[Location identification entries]
*****

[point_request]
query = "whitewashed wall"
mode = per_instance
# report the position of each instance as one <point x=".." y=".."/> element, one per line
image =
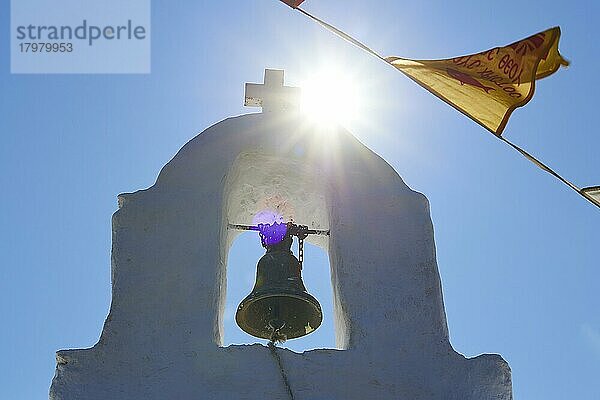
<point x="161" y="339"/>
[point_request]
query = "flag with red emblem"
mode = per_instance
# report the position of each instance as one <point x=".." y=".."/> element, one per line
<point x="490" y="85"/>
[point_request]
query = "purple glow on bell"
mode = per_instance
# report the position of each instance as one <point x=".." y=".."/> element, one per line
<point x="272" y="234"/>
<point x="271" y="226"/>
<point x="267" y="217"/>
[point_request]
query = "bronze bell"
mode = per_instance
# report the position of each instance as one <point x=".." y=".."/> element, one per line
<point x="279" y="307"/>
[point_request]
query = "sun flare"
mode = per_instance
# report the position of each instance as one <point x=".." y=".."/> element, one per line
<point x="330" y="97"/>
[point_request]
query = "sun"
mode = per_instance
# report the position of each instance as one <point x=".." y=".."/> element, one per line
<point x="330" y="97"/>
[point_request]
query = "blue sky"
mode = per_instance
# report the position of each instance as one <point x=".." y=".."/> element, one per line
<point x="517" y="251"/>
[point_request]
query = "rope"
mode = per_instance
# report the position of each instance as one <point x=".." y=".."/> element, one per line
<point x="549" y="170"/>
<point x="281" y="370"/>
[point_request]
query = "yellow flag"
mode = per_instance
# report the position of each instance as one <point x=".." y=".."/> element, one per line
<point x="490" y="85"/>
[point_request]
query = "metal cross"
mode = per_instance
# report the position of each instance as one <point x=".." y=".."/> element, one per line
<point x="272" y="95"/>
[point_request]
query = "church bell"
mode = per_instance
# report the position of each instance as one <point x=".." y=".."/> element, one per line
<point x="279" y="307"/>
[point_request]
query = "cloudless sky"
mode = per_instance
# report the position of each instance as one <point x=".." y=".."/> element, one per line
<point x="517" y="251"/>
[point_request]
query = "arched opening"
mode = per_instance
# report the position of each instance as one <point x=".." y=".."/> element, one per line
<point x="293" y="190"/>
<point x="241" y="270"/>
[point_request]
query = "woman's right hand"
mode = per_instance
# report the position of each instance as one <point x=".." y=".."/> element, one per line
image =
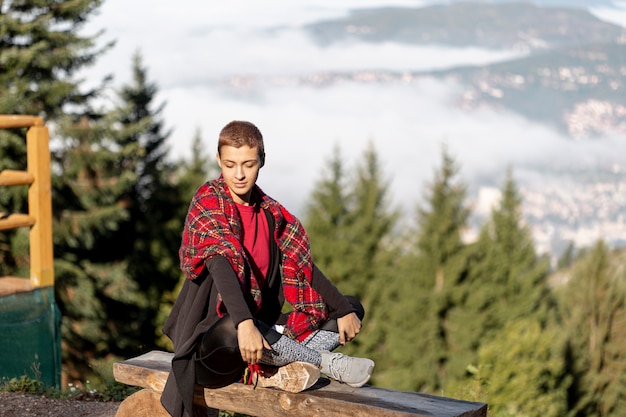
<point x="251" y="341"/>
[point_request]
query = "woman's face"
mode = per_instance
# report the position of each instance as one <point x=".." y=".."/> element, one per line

*****

Repeat the material above verbatim, with no pictures in the output.

[point_request]
query = "whitewashed wall"
mode = per_instance
# report the position of each instance as one <point x=".." y=".."/> element, one per line
image =
<point x="161" y="339"/>
[point_request]
query = "flag with red emblem"
mode = per_instance
# report the position of each instance as one <point x=".." y=".."/> element, one per line
<point x="490" y="85"/>
[point_request]
query = "purple glow on bell"
mode = per_instance
# report the position of each instance as one <point x=".." y=".."/> element, one per line
<point x="272" y="234"/>
<point x="271" y="226"/>
<point x="267" y="217"/>
[point_request]
query = "bronze bell"
mode = per_instance
# report the position of each instance as one <point x=".." y=".."/> element, one per line
<point x="279" y="307"/>
[point_request]
query = "sun flare"
mode = per_instance
# report the position of each instance as one <point x=".." y=".."/> element, one per line
<point x="330" y="97"/>
[point_request]
query = "sun"
mode = per_instance
# report the position of each instance as one <point x=".." y=".."/> element, one per line
<point x="330" y="97"/>
[point_request]
query = "blue sky"
mode = per_instance
# report the position of each instance as one <point x=".." y=".."/> element, one per line
<point x="517" y="251"/>
[point_request]
query = "rope"
mode = per_instance
# report the position of each instance as one <point x=".." y=".."/> element, one per line
<point x="549" y="170"/>
<point x="281" y="370"/>
[point_request]
query = "yellow flag"
mode = per_instance
# report the position of each instance as one <point x=".." y=".."/> element, one per line
<point x="490" y="85"/>
[point_request]
query = "metal cross"
mode = per_instance
# report the position of each instance as one <point x=".." y=".."/> element, one per line
<point x="272" y="95"/>
[point_request]
query = "church bell"
mode = per_instance
# report the position of each instance as one <point x=".." y=".."/> element, one per line
<point x="279" y="307"/>
[point_request]
query = "cloudless sky"
mode = per_instance
# report the position of each instance as one <point x=".." y=".."/> element, one per line
<point x="517" y="251"/>
[point_request]
query = "arched opening"
mode = per_instance
# report the position of each instance as one <point x=".." y=".."/> element, one per line
<point x="293" y="190"/>
<point x="241" y="270"/>
[point_request]
query = "woman's right hand"
mode = per_instance
# report the position of each instance as one <point x=".." y=".."/> element, one per line
image =
<point x="251" y="341"/>
[point_request]
query = "woman's face"
mode = per_instance
# report the position of each instance as one <point x=".." y=".."/> element, one per line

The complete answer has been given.